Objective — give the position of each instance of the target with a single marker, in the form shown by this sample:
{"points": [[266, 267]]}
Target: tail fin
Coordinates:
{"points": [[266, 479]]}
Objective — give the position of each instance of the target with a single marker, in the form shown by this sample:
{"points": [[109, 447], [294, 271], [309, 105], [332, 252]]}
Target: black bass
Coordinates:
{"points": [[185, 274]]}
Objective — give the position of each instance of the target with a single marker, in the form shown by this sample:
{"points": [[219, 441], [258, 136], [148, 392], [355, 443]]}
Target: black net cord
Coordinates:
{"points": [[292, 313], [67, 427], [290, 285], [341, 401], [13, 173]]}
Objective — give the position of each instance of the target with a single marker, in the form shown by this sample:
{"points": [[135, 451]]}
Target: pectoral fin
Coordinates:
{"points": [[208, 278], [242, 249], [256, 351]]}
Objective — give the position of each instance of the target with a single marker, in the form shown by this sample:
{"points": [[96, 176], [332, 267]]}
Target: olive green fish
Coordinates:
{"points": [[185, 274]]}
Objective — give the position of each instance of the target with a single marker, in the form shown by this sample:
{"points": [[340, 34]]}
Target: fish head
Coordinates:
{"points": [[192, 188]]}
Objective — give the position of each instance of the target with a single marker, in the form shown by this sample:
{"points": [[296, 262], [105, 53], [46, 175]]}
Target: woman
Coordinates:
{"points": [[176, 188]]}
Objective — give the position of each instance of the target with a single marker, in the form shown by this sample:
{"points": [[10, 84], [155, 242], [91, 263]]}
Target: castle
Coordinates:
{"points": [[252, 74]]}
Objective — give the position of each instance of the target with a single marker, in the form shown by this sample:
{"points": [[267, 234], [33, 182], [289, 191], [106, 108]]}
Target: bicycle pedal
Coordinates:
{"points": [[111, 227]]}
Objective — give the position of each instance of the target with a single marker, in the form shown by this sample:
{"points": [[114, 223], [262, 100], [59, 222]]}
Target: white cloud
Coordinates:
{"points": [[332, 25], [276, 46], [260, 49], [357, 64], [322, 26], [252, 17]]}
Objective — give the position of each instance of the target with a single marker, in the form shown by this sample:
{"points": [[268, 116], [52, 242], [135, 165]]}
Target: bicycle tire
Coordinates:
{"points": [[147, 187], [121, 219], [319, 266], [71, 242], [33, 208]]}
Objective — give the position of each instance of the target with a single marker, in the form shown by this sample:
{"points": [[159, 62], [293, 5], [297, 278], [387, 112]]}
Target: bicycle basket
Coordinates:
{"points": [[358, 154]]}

**What is being asked:** Write the whole listing out again. Keep every line exactly as it is.

**Response to this exercise:**
Objective — give the position of each instance of the target with a single marker, in the form shown by this sample:
{"points": [[266, 267]]}
Target: tail fin
Coordinates:
{"points": [[266, 479]]}
Objective — give the position of each instance of the target with a single marker, in the form shown by this sample:
{"points": [[109, 447], [294, 271], [309, 105], [332, 252]]}
Target: black bass
Coordinates:
{"points": [[185, 274]]}
Objective — give the position of each instance of the target with a single marker, in the form shown by this sample:
{"points": [[219, 441], [258, 136], [148, 392], [355, 443]]}
Target: black net cord
Coordinates:
{"points": [[292, 313], [67, 427], [290, 285], [341, 401], [13, 173]]}
Objective — give the position of each instance of the target with a single marker, in the form shown by this sample:
{"points": [[135, 451]]}
Target: pectoral fin
Coordinates:
{"points": [[208, 278], [242, 249], [256, 351]]}
Objective — give the position of each instance of the target with a single marker, in the form shown by this sample:
{"points": [[96, 176], [332, 267]]}
Target: olive green fish
Coordinates:
{"points": [[185, 274]]}
Objective — give the position of each instance of the target with a single marker, in the form shown by this sample:
{"points": [[340, 34]]}
Target: fish head
Coordinates:
{"points": [[192, 188]]}
Objective — give the position of each instance of the target with a single marker, in the form shown by this sample:
{"points": [[296, 262], [105, 53], [46, 175]]}
Target: woman
Coordinates:
{"points": [[176, 188]]}
Objective — give the position of each instance of the target with a single marker, in the form shown by this sample:
{"points": [[10, 84], [155, 242], [91, 263]]}
Target: castle
Coordinates:
{"points": [[252, 74]]}
Objective — give the position of each instance of the target with a single marker, in the form shown by this sample:
{"points": [[267, 234], [33, 182], [289, 191], [106, 108]]}
Target: bicycle pedal
Coordinates:
{"points": [[111, 227]]}
Objective — give the position of each instance of the target with a single marker, in the form shown by this sample:
{"points": [[114, 223], [262, 100], [59, 222]]}
Target: white cloud
Coordinates:
{"points": [[332, 25], [276, 46], [260, 49], [357, 64], [322, 26], [252, 17]]}
Objective — give the position of each instance of the target with a single marker, in the form shown by this sample:
{"points": [[268, 116], [52, 242], [135, 165]]}
Target: bicycle tire
Coordinates:
{"points": [[147, 187], [121, 219], [319, 266], [71, 242], [33, 208]]}
Objective — give the position of each instance of the target with a single marker, in the form shown by this sample:
{"points": [[159, 62], [293, 5], [297, 278], [387, 112]]}
Target: bicycle basket
Coordinates:
{"points": [[358, 154]]}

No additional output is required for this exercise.